[Start of Attachment]

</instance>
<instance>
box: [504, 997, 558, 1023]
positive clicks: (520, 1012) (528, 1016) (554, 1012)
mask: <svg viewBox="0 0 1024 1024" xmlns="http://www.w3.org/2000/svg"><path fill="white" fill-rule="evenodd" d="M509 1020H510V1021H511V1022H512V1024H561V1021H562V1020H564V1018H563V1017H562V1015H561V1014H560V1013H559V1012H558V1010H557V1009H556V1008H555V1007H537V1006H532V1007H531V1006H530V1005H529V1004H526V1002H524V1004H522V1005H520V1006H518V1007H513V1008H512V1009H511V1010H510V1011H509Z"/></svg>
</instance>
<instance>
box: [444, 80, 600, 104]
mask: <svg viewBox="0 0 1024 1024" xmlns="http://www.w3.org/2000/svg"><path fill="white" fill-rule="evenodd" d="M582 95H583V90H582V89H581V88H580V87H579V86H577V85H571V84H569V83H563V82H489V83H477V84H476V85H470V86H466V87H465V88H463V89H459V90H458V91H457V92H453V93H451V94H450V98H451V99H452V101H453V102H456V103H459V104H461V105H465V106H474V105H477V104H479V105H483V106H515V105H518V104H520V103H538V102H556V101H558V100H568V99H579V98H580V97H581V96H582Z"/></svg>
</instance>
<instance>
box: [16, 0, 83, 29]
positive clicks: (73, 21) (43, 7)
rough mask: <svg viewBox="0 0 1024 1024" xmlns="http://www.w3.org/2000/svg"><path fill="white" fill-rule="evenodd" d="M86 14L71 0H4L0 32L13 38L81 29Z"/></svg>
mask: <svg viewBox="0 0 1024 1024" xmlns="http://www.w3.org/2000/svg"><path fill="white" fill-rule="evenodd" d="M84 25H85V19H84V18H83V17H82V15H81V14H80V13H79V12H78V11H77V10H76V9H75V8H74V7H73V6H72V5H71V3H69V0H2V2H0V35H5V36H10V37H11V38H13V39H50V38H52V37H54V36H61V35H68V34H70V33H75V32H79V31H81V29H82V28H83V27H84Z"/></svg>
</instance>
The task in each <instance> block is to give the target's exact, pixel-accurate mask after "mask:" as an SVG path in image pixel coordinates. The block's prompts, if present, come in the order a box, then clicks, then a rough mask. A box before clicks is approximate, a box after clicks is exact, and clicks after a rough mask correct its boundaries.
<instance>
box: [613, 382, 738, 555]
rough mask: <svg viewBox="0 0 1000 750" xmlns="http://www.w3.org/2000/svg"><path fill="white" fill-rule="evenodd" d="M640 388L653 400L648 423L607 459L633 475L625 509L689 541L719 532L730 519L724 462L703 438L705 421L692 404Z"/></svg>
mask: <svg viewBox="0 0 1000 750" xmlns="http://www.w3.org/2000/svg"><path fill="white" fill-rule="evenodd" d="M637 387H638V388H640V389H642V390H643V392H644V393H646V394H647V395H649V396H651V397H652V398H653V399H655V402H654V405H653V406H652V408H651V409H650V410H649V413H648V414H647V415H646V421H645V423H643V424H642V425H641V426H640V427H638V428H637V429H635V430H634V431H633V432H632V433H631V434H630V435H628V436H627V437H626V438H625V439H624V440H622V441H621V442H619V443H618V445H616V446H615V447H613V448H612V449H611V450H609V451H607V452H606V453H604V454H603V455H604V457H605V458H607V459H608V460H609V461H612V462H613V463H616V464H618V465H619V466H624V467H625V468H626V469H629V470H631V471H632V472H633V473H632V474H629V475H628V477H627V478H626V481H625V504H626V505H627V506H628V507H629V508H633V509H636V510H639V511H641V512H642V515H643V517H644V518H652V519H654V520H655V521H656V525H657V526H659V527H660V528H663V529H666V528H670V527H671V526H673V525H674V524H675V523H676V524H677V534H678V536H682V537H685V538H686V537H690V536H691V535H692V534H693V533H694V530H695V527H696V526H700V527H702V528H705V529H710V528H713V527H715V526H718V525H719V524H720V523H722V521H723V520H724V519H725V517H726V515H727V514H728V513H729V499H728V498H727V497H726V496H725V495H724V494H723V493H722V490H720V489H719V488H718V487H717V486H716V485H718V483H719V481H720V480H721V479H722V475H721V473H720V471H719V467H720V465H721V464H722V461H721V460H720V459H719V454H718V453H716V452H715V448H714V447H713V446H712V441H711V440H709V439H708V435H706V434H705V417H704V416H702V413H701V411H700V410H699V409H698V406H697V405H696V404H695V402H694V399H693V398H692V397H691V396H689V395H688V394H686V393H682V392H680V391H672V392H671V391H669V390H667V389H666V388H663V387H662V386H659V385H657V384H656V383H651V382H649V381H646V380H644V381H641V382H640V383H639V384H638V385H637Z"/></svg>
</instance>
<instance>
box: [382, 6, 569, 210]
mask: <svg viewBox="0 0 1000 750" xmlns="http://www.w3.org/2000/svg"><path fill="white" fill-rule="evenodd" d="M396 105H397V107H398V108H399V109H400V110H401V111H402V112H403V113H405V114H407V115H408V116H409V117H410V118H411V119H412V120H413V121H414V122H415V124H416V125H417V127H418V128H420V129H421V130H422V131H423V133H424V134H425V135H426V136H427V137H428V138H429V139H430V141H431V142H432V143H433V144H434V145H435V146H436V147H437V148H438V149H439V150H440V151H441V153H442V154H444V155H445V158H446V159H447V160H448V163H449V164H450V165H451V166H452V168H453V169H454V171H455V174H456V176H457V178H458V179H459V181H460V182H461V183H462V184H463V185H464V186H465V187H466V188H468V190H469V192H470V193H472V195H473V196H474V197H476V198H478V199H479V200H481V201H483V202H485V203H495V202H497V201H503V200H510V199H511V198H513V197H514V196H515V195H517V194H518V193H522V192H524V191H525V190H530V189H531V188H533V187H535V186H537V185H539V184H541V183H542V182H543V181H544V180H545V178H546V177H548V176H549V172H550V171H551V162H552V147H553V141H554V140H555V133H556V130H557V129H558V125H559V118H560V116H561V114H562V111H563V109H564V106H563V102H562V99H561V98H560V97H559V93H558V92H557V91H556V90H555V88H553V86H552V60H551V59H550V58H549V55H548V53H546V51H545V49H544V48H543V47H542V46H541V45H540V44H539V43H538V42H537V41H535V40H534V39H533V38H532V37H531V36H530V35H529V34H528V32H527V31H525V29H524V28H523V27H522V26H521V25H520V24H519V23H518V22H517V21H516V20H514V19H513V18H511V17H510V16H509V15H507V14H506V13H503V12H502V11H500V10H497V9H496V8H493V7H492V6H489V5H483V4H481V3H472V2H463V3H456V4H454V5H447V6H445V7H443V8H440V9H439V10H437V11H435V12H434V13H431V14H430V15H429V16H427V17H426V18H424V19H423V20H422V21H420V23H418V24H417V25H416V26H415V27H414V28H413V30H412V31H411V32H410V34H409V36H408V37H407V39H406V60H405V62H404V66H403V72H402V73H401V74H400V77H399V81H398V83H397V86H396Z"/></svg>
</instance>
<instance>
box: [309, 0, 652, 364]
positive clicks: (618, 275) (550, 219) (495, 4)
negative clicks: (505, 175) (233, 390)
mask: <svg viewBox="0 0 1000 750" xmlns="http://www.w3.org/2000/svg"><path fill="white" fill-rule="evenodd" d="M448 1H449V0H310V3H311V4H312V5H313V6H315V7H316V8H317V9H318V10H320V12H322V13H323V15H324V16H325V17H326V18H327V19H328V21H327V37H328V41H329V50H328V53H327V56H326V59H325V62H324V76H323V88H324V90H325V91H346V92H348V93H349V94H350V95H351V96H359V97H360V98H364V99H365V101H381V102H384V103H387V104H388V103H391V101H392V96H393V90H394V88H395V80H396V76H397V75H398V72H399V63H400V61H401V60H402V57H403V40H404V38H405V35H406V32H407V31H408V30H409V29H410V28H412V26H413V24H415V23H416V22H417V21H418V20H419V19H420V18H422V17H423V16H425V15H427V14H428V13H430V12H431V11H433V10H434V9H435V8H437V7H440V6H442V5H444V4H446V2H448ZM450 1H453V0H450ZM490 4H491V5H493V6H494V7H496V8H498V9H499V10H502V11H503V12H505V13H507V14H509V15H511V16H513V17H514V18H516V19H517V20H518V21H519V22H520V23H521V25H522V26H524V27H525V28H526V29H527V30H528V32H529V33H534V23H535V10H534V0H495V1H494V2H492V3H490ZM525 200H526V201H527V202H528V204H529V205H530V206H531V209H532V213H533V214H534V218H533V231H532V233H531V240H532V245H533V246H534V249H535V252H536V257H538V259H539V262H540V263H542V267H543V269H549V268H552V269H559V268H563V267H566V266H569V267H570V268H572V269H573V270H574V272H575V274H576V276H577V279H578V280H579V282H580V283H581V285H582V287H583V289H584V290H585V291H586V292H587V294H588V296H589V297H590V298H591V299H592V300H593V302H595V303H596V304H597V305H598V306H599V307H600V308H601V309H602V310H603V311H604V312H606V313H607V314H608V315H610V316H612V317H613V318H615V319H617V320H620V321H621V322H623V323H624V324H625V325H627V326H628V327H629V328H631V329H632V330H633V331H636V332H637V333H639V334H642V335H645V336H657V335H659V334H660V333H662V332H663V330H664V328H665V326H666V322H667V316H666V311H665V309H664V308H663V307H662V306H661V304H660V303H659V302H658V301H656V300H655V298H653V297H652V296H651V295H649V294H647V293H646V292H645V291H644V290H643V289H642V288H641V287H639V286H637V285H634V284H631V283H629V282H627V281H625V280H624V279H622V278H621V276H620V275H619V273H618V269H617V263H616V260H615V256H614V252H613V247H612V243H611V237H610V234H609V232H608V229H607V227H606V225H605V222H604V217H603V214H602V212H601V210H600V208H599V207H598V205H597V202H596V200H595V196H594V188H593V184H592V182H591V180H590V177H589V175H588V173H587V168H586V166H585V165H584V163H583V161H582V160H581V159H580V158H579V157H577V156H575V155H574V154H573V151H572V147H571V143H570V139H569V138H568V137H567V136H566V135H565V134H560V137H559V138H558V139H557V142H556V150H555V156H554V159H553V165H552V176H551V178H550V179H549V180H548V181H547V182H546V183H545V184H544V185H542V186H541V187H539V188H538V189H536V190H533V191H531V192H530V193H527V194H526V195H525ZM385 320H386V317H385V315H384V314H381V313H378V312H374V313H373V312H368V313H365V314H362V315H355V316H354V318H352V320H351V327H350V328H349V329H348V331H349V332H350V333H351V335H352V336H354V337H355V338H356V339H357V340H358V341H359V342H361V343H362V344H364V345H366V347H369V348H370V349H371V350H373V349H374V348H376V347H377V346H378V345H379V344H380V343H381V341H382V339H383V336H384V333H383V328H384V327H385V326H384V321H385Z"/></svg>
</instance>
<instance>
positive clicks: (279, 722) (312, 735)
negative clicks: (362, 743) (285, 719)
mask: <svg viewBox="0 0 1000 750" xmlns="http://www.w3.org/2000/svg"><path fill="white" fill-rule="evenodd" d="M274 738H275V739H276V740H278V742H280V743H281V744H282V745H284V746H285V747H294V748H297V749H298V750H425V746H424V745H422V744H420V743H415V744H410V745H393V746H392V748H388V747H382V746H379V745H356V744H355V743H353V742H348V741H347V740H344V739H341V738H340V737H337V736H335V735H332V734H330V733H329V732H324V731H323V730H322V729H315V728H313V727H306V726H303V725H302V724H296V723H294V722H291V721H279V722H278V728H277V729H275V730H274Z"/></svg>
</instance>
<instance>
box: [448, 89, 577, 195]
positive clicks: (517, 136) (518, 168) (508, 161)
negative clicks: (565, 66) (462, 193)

[End of Attachment]

Lines wanted from the listing above: the line with "box: [309, 0, 652, 364]" up to and including the line with "positive clicks: (618, 275)". Please write them out exactly, adding nothing else.

• RESULT OF THIS EXERCISE:
box: [309, 0, 652, 364]
positive clicks: (618, 275) (550, 219) (495, 4)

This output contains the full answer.